- **SHORT EXERCISE**
Output the passage on Django Channels deployment from "We are not going" up to and including "websockets, ie. here.", copying it exactly.

- **SUPPLIED PASSAGE**
BEGIN

Django Channels on AWS Elastic Beanstalk using an ALB

This post will describe how to set up a Django Channels solution using AWS Elastic Beanstalk [EB]. This guide is written in response to there being very little information on the combination of Channels and AWS. Mainly many solutions end with problems regarding websockets, which is a fundamental part of Channels. See here and here. This guide will consist of multiple step-by-step parts including

  • How to set up a local Django Channels solution
  • How to set up an Application Load Balancer [ALB] to serve websockets
  • How to configure EB to deploy Channels in a production environment

Django Channels in a local environment

We are not going to go through how to create a Django Channels project as it has been very well documented many times, ie. here and here. There is also multiple posts on this blog regarding Django, Channels, Supervisord and websockets, ie. here.

END

- **DATA EXCERPTS**
BEGIN

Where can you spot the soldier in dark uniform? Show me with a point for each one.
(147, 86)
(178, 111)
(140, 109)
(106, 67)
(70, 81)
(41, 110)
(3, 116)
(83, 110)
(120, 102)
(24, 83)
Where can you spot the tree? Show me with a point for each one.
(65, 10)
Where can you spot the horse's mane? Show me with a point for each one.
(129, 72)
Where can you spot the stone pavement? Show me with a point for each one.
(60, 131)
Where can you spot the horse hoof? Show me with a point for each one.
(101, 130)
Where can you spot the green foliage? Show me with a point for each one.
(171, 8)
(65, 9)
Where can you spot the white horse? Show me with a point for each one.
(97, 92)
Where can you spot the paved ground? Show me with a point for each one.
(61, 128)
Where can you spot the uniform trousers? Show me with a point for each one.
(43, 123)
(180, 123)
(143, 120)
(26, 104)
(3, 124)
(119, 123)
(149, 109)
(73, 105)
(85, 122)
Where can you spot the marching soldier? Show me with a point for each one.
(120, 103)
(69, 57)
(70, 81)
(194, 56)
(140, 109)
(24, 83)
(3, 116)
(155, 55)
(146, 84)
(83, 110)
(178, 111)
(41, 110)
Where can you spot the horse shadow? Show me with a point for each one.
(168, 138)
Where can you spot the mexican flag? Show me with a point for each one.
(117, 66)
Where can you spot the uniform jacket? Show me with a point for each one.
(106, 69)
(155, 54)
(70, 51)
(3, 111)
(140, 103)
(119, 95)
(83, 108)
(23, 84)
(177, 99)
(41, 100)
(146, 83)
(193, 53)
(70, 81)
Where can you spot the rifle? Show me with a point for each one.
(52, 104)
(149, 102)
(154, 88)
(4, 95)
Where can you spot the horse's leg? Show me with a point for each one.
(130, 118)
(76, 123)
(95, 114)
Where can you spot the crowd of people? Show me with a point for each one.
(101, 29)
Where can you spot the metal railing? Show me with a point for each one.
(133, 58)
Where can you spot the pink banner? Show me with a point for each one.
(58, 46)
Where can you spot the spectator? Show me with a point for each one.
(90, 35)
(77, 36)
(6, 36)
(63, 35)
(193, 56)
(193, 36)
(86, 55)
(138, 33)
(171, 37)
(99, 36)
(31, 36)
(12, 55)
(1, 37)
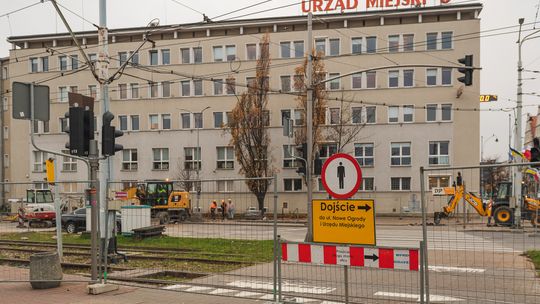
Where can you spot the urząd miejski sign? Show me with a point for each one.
(342, 5)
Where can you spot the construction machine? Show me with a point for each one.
(499, 207)
(167, 203)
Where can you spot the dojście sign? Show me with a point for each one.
(315, 6)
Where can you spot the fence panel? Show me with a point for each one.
(476, 253)
(28, 226)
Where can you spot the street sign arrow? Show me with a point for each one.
(371, 257)
(366, 208)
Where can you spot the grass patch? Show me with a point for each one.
(535, 258)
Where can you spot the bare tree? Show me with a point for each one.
(249, 129)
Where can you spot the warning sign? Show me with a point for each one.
(344, 221)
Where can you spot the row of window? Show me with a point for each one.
(287, 49)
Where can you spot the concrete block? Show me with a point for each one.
(101, 288)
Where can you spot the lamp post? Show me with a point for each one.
(518, 141)
(198, 151)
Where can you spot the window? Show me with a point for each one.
(446, 40)
(166, 89)
(218, 86)
(431, 77)
(335, 84)
(393, 43)
(186, 87)
(371, 45)
(408, 78)
(393, 79)
(129, 160)
(289, 161)
(292, 184)
(438, 153)
(153, 57)
(218, 53)
(225, 186)
(63, 94)
(62, 63)
(123, 122)
(192, 160)
(368, 184)
(197, 55)
(39, 161)
(320, 46)
(431, 113)
(166, 121)
(408, 42)
(357, 81)
(446, 112)
(160, 159)
(251, 51)
(371, 82)
(356, 45)
(122, 91)
(154, 121)
(134, 90)
(371, 114)
(231, 52)
(153, 89)
(334, 116)
(122, 58)
(431, 41)
(299, 49)
(400, 154)
(34, 65)
(364, 154)
(446, 78)
(439, 181)
(393, 114)
(285, 84)
(400, 183)
(225, 157)
(68, 164)
(408, 113)
(185, 54)
(285, 48)
(134, 122)
(334, 47)
(165, 56)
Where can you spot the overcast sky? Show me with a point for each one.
(498, 60)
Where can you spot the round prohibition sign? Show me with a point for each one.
(341, 176)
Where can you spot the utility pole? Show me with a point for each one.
(309, 123)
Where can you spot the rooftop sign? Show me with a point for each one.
(315, 6)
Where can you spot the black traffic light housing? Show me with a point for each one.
(109, 135)
(80, 129)
(467, 71)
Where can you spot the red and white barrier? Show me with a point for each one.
(404, 259)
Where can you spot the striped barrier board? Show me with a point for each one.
(383, 258)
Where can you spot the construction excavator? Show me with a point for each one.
(498, 207)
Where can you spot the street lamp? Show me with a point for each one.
(198, 150)
(518, 142)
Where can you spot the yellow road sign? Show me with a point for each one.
(344, 221)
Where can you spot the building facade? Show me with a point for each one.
(179, 91)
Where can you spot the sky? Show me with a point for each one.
(498, 61)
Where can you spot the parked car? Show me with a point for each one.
(76, 221)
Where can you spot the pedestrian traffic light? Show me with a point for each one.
(301, 151)
(109, 135)
(467, 71)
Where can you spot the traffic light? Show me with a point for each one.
(301, 152)
(467, 71)
(109, 135)
(80, 129)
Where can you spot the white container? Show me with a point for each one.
(134, 217)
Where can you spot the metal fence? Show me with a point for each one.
(477, 250)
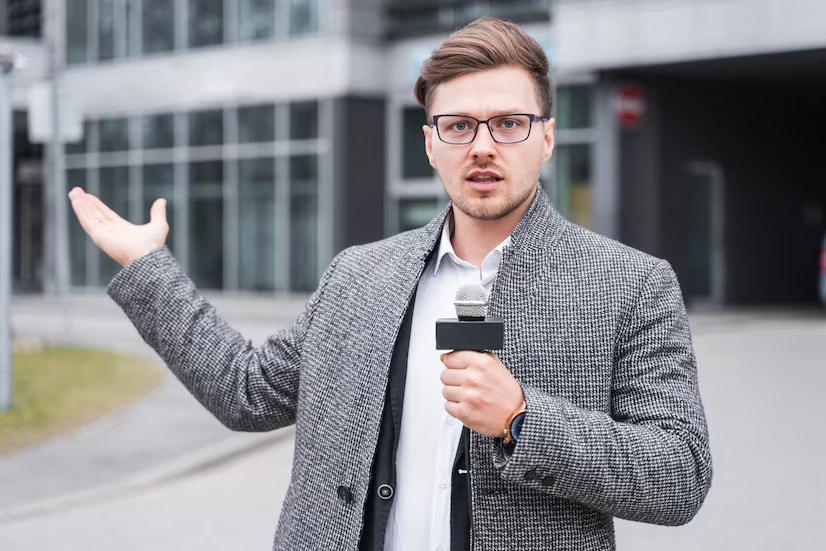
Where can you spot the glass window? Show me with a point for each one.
(113, 134)
(256, 19)
(158, 26)
(106, 29)
(304, 120)
(256, 123)
(256, 245)
(573, 182)
(303, 17)
(76, 177)
(303, 223)
(206, 23)
(415, 213)
(206, 127)
(158, 131)
(414, 158)
(84, 144)
(114, 192)
(573, 107)
(77, 31)
(24, 18)
(206, 223)
(159, 183)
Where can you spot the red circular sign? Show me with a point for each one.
(630, 106)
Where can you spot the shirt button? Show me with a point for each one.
(345, 494)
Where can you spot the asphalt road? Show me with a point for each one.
(762, 384)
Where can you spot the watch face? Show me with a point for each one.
(516, 426)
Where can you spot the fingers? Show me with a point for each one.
(460, 359)
(158, 211)
(108, 213)
(452, 393)
(454, 377)
(87, 212)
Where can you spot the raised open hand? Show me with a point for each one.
(123, 241)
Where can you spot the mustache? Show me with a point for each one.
(486, 166)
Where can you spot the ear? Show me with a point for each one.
(549, 139)
(428, 144)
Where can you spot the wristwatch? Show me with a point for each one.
(514, 426)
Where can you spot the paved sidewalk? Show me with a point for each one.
(170, 432)
(167, 433)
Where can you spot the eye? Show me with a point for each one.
(509, 124)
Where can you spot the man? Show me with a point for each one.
(590, 410)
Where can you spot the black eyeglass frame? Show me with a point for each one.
(479, 123)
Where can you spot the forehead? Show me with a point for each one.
(486, 93)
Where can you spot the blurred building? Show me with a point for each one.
(710, 116)
(282, 131)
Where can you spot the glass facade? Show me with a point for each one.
(415, 213)
(99, 31)
(414, 158)
(24, 18)
(236, 214)
(572, 159)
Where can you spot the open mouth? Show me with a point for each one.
(484, 179)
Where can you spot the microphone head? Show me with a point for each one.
(471, 302)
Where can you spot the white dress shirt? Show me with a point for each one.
(420, 515)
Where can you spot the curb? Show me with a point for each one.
(196, 462)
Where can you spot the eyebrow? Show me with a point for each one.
(496, 113)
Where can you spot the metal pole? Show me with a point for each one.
(60, 205)
(7, 63)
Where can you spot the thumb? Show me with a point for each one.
(157, 214)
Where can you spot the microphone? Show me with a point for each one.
(472, 329)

END

- **RESULT**
We are not going to go through how to create a Django Channels project as it has been very well documented many times, ie. here and here. There is also multiple posts on this blog regarding Django, Channels, Supervisord and websockets, ie. here.